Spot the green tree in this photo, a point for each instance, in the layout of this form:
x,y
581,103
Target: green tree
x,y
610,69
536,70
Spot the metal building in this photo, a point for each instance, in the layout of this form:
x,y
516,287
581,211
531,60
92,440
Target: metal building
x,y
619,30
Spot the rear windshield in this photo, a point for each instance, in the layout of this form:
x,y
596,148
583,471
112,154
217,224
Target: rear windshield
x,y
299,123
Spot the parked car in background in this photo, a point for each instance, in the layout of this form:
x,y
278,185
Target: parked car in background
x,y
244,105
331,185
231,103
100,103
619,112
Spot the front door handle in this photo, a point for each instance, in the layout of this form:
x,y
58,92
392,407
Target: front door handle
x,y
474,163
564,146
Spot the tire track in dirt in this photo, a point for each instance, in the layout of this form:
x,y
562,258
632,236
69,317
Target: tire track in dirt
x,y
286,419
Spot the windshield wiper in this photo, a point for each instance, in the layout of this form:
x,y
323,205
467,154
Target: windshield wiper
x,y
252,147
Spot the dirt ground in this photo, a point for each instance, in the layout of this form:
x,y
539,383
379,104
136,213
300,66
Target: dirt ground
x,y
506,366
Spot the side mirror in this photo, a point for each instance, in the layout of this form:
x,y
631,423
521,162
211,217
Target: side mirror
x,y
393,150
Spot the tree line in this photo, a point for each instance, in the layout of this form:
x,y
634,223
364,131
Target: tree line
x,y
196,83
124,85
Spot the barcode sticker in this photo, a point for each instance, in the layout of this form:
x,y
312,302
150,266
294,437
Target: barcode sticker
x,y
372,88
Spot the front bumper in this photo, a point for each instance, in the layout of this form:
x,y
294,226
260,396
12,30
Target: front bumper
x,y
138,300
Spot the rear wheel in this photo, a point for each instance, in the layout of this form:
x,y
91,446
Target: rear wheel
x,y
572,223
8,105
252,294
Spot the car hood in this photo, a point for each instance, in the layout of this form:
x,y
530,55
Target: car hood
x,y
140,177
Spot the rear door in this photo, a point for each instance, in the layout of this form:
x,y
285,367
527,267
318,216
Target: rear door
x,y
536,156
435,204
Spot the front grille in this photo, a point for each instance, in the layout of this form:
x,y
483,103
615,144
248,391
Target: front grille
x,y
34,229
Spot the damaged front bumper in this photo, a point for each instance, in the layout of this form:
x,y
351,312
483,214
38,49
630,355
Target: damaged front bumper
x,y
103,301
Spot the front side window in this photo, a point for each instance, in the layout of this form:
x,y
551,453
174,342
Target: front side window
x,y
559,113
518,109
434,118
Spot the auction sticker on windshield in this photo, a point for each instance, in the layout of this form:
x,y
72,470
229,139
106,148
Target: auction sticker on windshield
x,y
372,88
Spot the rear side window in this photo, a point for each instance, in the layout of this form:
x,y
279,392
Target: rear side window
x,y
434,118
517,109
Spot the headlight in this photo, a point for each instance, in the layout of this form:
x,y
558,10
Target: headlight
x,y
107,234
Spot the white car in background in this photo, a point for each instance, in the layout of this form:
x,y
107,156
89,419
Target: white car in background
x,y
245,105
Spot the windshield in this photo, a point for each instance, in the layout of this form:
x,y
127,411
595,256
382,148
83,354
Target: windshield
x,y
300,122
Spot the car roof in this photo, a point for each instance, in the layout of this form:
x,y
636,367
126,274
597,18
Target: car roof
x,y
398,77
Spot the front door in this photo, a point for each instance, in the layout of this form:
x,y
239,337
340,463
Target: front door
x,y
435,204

□ □ □ □ □

## THE TASK
Reproduce every record word for word.

## REPLY
Spot the green tree in this photo, a point for each instance, in the layout of this form:
x,y
581,103
Target: green tree
x,y
610,69
536,70
Spot the metal building in this photo, a point for each instance, in the layout of this form:
x,y
516,287
581,211
531,60
92,440
Target: metal building
x,y
619,30
Spot the rear windshield in this photo, a point for each instance, in the layout of this form:
x,y
596,148
583,471
112,154
217,224
Target: rear windshield
x,y
299,123
Spot the parked car in background in this photo, a point for each instance, in the layout of this form:
x,y
278,185
Target: parked car in background
x,y
244,105
331,185
231,103
100,103
619,112
Spot the front door handle in this photo, a point for each instance, in the layout of this form:
x,y
58,92
392,407
Target: front door handle
x,y
474,163
564,146
Spot the tire track in dirt in this photo, a point for each instance, in the layout of this form:
x,y
562,258
632,236
69,317
Target: tire track in dirt
x,y
286,419
Spot the windshield wiper in this photo, a point for each instance, in the layout of this form:
x,y
323,205
467,154
Target: windshield wiper
x,y
252,147
Spot the dirt ground in this photo, a point for each instance, in the layout of this form:
x,y
539,383
379,104
136,213
300,66
Target: dirt ground
x,y
506,366
Spot the side mirror in this photo, a point for each instance, in the layout of this form:
x,y
631,423
521,162
211,217
Target: side mirror
x,y
393,150
Spot the tree line in this photo, a point for each instance, in the layout of this form:
x,y
634,223
364,131
Target: tree line
x,y
196,83
124,85
Spot the barcode sticker in this photo, a point for each instance, in the layout of this form:
x,y
312,302
150,266
294,437
Target: barcode sticker
x,y
372,88
Spot the front bumper in this photo, a point for each instance, in the layout of this form:
x,y
294,226
260,396
12,30
Target: front bumper
x,y
138,300
Spot the rear wheel in this photo, a point for each instance, in the layout of this form:
x,y
91,446
Target: rear wheel
x,y
572,223
8,105
252,294
Spot the car hood in this photo, a point for each instance, in the layout of this form:
x,y
530,55
Target: car hood
x,y
140,177
Spot the rear door in this photo, a point for each instance, in the layout of this form:
x,y
285,367
527,267
318,216
Target: rear door
x,y
536,156
435,204
Spot the front grille in this photo, a point for each instance, in the layout of this form:
x,y
483,103
615,144
248,391
Target: front grille
x,y
34,229
Spot the damaged front bumper in this photo, a point for each instance, in the layout of this form:
x,y
351,312
483,214
38,49
630,355
Target: damaged front bumper
x,y
103,301
Spot the front side window in this photo, a point for each instance, in the layout of this form:
x,y
551,453
174,342
Target: front side window
x,y
559,113
518,109
434,118
Spot the auction sticker on windshield in this photo, a point for each instance, in the layout of this form:
x,y
72,470
229,139
106,148
Target: auction sticker on windshield
x,y
372,88
Spot the rear side window in this photo, a point for each instance, in the layout of this form:
x,y
279,392
Target: rear side window
x,y
434,118
517,109
Spot the headlight in this photo, a point for each instance, in the layout of this form:
x,y
558,10
Target: headlight
x,y
107,234
Spot the white car in background in this photo, a point for each instance, in the layout of this form:
x,y
107,156
89,419
Target: white car in background
x,y
245,105
Spot the windshield in this photo, a point for each instance, in the layout of this form:
x,y
127,411
595,256
382,148
83,354
Target: windshield
x,y
300,122
Spot the car roof in this photo, a point for each instance, in the layout of this form:
x,y
636,367
126,274
597,18
Target: car roof
x,y
398,77
Spot the front door in this photo, a point for each instance, in the layout of this form:
x,y
239,337
340,463
Target: front door
x,y
435,204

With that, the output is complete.